++++ MATERIAL TO PROCESS ++++
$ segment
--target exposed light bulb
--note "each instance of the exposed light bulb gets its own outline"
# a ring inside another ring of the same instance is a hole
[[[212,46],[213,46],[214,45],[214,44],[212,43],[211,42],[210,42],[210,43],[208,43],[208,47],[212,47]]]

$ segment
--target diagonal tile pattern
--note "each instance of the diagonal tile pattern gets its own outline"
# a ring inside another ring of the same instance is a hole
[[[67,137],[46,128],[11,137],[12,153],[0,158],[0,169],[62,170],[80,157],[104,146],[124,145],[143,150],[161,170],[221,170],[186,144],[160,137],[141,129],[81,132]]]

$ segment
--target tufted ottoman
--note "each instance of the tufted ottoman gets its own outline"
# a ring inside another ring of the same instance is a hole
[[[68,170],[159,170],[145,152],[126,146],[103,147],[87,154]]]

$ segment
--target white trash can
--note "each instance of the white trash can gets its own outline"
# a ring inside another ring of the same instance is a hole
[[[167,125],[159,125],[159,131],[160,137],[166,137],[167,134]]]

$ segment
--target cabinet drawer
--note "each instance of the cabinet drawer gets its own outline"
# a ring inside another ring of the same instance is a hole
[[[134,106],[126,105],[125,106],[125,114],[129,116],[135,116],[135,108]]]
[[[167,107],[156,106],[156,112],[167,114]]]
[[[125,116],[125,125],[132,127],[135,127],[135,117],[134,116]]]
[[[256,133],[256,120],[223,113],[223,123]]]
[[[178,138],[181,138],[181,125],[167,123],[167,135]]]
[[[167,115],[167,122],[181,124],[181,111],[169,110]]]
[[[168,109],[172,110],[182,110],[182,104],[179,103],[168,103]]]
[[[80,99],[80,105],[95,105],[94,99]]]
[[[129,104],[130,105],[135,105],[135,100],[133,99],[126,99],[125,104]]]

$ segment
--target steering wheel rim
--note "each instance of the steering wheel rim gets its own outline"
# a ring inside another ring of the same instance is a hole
++++
++++ MATERIAL TO PROCESS ++++
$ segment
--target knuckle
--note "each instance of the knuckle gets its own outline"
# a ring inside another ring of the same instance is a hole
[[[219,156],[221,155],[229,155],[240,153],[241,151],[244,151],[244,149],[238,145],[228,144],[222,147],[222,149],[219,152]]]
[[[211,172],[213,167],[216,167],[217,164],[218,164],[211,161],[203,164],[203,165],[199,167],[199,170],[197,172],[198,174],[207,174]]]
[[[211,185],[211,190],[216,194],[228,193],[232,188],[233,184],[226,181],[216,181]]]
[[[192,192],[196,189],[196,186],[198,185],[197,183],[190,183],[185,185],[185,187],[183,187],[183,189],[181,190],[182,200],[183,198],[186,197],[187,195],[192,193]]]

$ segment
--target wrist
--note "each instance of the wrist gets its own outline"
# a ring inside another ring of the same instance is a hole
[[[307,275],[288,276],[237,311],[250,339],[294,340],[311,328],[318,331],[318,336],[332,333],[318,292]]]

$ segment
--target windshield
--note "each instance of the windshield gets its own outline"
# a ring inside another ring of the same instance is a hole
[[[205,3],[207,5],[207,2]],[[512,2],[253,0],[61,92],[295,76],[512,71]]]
++++
++++ MATERIAL TO PROCESS ++++
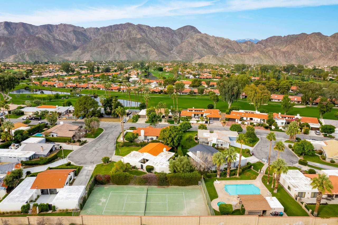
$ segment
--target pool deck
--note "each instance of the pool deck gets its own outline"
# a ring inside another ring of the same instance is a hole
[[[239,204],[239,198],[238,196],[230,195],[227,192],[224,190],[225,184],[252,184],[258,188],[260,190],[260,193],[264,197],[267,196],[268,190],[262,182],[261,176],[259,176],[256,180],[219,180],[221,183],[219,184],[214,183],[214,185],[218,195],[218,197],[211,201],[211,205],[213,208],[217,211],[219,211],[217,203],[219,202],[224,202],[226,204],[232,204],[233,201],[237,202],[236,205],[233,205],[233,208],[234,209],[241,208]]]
++++
YOUR OBJECTIVE = Pull out every line in the listing above that contains the string "note".

THE REPLY =
--note "each instance of the exposed light bulb gets its own outline"
--note "each instance of the diagonal tile pattern gets its own outline"
--note "each instance of the tufted ottoman gets its own outline"
--note "each instance of the white trash can gets its own outline"
--note "each instance of the cabinet drawer gets its own outline"
--note "each instance of the steering wheel rim gets its own outline"
--note "each instance of the knuckle gets its own outline"
--note "each instance of the wrist gets its own outline"
--note "each instance of the windshield gets its own outline"
--note "each instance of the pool deck gets its own outline"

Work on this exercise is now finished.